(TEXT SEGMENT begins)

Supremes Start with Sentencing Case

The Supreme Court of the United States in Washington, D.C. (Andrew Kelly/Reuters)

The Supreme Court begins its term today, with in-person arguments sans Justice Brett Kavanaugh, who is COVID-positive (though we hope and expect he will appear in the flesh soon, since he is vaccinated and symptom-free). Among the cases up for argument on Day One is a sentencing issue under federal law. I mention it because it is relevant to the discussion of federal sentencing in an essay I wrote for the last issue of the magazine (“Fictions of the ‘Carceral State’”).

At issue in Wooden v. United States, as Daniel Harawa explains at SCOTUSblog, is the vexing question of what is meant by the word occasion.

In 2014, when James Wooden was arrested for being a felon in possession of a firearm, federal prosecutors charged him with being an armed career criminal under section 924(e)(1) — a penalty provision in the firearms part of the penal law (added in 1984). This prescribes a mandatory minimum 15-year sentence if the felon in question has three prior violent felony convictions “committed on occasions different from one another.”

(TEXT SEGMENT ends)
(DATASET EXTRACT begins)

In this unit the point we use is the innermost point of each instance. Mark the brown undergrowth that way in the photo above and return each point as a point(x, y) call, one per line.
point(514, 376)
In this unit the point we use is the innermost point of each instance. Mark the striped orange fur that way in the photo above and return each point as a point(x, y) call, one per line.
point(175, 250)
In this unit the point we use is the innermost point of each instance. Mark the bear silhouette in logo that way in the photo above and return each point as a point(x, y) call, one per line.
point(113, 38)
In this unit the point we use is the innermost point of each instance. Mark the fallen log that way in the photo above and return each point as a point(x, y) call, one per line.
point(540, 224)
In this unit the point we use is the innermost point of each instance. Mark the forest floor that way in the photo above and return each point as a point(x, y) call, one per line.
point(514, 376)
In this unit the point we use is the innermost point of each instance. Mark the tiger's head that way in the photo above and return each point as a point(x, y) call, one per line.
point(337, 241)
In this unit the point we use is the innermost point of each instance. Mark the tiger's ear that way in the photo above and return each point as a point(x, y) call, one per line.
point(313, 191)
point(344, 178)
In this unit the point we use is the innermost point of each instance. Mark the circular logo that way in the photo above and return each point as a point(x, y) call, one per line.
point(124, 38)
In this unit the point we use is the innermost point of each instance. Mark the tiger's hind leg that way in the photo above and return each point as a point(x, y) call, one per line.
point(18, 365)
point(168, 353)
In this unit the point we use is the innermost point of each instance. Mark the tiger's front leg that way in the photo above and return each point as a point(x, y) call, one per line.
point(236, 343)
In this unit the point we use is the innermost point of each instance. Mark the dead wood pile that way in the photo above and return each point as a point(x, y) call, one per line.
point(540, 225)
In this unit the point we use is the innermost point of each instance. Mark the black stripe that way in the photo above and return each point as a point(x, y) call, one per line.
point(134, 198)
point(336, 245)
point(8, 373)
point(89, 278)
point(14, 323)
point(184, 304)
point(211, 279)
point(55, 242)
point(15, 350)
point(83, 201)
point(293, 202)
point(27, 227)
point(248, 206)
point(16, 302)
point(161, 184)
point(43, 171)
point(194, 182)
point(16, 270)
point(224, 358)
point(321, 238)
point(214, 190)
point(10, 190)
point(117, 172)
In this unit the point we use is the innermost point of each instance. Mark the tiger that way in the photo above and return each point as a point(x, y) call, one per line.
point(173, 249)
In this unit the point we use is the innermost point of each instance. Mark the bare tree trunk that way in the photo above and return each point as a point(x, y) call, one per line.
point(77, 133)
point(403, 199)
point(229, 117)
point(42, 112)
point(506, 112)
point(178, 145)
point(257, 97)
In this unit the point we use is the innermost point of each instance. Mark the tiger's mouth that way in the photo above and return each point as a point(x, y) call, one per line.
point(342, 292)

(DATASET EXTRACT ends)

WORK INSTRUCTION A>
In the Supreme Court article, what mandatory minimum sentence does section 924(e)(1) prescribe?
WORK INSTRUCTION B>
Please carry on the Supreme Court article from its last sentence.

RESPONSE BOX A>
A 15-year mandatory minimum sentence

RESPONSE BOX B>
Wooden has twelve prior convictions, all committed before 2006. There is an unresolved dispute over whether a 1989 aggravated assault qualifies as a violent felony, but a 2005 burglary conviction clearly does. What about the other ten? That’s what the Supremes have to sort out.

In 1997 Wooden burglarized a storage facility in which mini warehouses were situated. Wooden entered and stole from ten different mini warehouses and was convicted of a separate count of burglary as to each one.

So, did Wooden engage in one occasion of burglary that had ten related subparts? Or were there ten occasions of burglary since a) Wooden could not have been physically present in more than one mini warehouse at a time, so there was clearly some separate deliberation between each burglary, and b) consistent with that, he was convicted of ten separate crimes?

The answer is different depending on which Circuit is answering it — the Sixth Circuit says there are ten separate occasions, the Second Circuit says it’s one. The circuit split is why the Court took the case.

I’d note, as I did in the aforementioned essay, that there would have been no issue prior to the reforms of the 1980s. Before the enactment of the Sentencing Guidelines (also in 1984, though they didn’t go into effect until 1987), prosecutors could control sentencing exposure by breaking single factual occurrences into separate criminal counts, and judges could impose whatever sentence they saw fit as long as it was within the combined statutory maximum.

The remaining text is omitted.